§ **Exercise directions**
Return the lines of the entries unchanged, from the very first line through the line that contains "positive clicks: (158, 28)", including that line.

Collected data:
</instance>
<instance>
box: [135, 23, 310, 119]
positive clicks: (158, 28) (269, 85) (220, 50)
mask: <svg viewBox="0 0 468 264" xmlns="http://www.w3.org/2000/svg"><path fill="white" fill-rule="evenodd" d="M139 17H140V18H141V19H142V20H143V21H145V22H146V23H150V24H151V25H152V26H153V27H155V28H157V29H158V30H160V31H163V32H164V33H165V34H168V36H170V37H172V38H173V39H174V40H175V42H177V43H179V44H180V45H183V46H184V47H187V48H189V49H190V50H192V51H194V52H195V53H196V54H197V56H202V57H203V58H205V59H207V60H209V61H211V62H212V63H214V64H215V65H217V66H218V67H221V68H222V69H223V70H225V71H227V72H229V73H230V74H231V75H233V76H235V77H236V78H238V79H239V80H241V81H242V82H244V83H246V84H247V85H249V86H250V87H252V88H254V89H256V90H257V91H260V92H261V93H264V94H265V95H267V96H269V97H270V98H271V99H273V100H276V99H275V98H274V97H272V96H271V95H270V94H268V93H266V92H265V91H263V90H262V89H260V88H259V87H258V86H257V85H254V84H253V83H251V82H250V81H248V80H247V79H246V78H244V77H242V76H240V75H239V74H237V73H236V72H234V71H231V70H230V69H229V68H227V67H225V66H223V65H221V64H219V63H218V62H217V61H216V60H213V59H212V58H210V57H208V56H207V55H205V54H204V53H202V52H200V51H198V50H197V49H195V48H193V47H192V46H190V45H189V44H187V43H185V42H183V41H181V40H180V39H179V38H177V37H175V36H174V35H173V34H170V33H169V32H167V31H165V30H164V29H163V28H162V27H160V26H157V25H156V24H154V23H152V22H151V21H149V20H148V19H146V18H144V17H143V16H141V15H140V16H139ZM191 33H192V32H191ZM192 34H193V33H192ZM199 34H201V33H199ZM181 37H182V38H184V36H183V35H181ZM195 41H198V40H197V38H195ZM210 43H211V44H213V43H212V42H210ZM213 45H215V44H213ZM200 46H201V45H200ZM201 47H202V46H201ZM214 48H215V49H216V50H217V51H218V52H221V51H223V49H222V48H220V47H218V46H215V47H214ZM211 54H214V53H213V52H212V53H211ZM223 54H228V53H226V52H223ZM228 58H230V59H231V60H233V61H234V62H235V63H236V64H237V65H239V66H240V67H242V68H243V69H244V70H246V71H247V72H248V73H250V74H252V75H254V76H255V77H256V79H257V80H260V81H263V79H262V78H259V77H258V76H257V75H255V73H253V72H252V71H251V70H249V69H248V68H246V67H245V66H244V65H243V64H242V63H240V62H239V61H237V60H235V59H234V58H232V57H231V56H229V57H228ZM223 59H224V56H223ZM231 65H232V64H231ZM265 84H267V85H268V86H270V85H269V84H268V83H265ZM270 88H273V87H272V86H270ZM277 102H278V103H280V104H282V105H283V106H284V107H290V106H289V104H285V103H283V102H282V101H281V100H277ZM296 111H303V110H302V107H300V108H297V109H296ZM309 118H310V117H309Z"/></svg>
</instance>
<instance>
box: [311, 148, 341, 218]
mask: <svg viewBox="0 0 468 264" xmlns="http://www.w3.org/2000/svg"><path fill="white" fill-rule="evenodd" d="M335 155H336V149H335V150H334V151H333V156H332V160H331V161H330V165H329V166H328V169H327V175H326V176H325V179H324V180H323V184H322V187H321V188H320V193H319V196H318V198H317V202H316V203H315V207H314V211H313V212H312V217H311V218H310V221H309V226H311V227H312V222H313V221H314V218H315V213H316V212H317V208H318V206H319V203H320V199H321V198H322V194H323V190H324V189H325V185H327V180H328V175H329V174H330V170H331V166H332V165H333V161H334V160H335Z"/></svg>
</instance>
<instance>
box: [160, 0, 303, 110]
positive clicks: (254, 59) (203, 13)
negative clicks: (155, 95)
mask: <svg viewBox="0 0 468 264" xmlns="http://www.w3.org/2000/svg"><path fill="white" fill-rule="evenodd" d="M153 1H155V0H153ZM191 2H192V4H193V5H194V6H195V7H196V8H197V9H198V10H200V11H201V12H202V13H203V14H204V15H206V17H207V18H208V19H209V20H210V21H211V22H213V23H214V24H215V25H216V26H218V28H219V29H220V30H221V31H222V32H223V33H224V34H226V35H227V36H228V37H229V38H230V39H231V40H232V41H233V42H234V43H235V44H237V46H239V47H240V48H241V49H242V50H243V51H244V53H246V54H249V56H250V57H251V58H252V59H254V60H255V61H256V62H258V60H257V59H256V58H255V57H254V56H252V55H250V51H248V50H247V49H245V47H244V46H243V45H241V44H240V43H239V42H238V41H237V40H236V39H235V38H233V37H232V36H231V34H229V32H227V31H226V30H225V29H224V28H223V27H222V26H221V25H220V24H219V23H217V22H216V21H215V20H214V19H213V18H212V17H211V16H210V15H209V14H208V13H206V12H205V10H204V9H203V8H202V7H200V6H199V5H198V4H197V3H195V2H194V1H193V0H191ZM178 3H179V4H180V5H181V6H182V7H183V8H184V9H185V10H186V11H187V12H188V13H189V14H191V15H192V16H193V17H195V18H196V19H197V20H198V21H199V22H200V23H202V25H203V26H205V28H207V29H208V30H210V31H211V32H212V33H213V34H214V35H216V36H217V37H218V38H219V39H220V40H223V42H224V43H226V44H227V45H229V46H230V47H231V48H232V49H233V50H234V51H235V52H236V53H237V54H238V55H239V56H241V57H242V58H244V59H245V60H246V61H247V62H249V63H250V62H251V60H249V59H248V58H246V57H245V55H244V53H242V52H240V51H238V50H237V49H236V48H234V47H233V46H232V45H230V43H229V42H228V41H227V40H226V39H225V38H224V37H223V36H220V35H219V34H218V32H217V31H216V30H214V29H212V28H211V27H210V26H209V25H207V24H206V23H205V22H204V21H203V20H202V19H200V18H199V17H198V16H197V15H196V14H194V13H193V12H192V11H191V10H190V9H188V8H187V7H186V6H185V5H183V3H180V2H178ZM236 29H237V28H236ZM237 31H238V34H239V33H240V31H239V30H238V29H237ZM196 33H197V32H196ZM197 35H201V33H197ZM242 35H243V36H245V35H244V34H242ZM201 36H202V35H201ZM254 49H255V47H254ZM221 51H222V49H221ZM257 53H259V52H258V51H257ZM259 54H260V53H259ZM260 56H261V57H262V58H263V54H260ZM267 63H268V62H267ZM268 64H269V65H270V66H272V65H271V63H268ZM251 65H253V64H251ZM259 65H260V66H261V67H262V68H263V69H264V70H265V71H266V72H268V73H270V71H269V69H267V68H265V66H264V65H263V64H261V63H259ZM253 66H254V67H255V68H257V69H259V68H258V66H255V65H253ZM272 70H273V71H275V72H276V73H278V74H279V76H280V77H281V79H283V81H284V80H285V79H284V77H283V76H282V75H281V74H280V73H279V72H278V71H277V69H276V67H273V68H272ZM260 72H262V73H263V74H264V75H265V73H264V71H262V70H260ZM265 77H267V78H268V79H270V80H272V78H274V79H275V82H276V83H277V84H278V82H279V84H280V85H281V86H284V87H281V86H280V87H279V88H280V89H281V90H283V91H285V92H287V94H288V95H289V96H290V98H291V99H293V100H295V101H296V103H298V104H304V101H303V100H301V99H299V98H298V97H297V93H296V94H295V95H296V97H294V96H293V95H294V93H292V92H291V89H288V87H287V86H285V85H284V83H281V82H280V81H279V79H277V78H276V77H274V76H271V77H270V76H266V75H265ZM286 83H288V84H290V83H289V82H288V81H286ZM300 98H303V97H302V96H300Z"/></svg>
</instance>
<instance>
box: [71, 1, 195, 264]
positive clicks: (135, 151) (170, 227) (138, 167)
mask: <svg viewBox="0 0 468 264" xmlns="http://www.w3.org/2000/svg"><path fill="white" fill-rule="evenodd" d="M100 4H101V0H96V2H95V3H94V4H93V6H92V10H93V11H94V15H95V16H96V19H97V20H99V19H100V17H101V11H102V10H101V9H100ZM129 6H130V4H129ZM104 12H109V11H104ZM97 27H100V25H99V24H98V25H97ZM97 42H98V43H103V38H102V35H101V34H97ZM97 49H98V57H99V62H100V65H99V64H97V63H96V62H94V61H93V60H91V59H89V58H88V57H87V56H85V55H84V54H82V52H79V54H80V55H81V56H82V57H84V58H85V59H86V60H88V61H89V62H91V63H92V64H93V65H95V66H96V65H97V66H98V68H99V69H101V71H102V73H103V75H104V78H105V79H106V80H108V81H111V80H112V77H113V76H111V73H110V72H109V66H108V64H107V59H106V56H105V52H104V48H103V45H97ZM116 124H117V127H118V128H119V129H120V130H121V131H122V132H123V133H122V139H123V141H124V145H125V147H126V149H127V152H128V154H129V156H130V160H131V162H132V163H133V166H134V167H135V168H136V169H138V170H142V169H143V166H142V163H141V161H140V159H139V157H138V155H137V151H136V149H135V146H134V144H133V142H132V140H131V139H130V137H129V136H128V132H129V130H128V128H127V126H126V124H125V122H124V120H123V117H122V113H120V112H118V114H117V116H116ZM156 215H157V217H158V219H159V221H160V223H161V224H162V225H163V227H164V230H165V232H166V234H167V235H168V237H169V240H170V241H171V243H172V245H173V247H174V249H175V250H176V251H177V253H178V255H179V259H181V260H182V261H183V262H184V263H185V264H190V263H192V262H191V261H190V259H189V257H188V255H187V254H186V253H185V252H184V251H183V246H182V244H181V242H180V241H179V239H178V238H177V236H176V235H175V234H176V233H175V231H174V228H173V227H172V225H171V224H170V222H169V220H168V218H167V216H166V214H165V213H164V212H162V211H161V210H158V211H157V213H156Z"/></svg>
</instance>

§ **Response**
</instance>
<instance>
box: [135, 23, 310, 119]
positive clicks: (158, 28) (269, 85) (220, 50)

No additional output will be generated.